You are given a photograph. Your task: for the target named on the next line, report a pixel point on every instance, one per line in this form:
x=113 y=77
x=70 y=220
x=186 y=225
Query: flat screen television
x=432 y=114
• • • •
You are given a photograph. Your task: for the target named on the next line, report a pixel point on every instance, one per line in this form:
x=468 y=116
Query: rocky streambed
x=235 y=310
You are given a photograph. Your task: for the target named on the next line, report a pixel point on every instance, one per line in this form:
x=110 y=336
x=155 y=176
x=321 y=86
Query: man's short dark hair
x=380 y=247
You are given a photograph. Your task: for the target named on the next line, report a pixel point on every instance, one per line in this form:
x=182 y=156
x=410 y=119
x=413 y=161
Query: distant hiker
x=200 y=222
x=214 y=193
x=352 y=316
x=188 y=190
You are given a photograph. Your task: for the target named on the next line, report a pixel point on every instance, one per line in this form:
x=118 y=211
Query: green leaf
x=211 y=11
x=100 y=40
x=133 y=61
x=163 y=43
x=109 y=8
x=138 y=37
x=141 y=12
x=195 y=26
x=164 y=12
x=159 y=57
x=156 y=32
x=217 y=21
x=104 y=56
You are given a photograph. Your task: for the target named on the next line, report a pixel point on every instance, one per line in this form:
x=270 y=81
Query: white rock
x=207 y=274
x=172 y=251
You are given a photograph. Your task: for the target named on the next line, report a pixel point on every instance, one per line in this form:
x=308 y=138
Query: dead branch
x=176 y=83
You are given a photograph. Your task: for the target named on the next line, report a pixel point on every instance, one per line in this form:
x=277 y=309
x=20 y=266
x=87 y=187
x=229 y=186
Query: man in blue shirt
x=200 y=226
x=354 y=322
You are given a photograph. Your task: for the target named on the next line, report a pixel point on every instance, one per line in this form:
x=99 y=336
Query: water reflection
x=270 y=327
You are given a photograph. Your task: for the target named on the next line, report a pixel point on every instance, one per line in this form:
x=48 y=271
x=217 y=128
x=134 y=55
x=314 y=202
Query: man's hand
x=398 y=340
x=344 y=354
• • • •
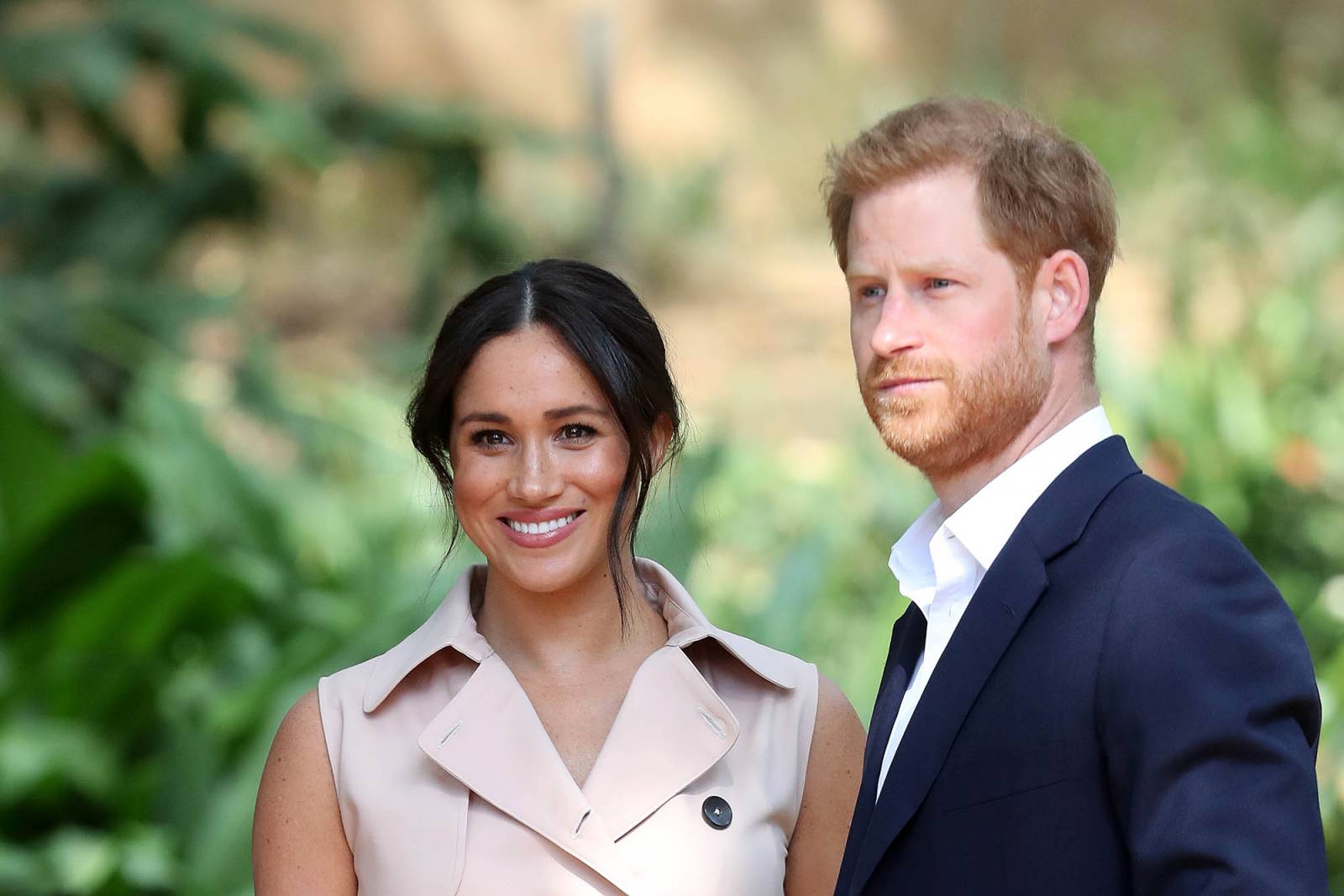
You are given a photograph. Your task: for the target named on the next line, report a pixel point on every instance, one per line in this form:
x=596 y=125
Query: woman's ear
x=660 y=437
• • • •
Task prompt :: Find "Query: rocky streambed" in the entries above and copy that whole line exactly, then each line after it through the line that contains "x=118 y=211".

Solved problem ::
Query: rocky streambed
x=235 y=310
You are given a photograph. Your task: for the target named on the next line, report a pixel point on every instance, one per line in this form:
x=110 y=336
x=155 y=176
x=321 y=86
Query: man's short dark hair
x=380 y=247
You are given a photograph. Your task: for the target named on the next line, report a pixel point on every instance, one per line in this form:
x=182 y=156
x=410 y=119
x=413 y=161
Query: distant hiker
x=200 y=222
x=214 y=193
x=352 y=316
x=188 y=190
You are given a photograph. Your task: for the target named on the next line, report a pixel point on every instance, one per line in this form:
x=118 y=211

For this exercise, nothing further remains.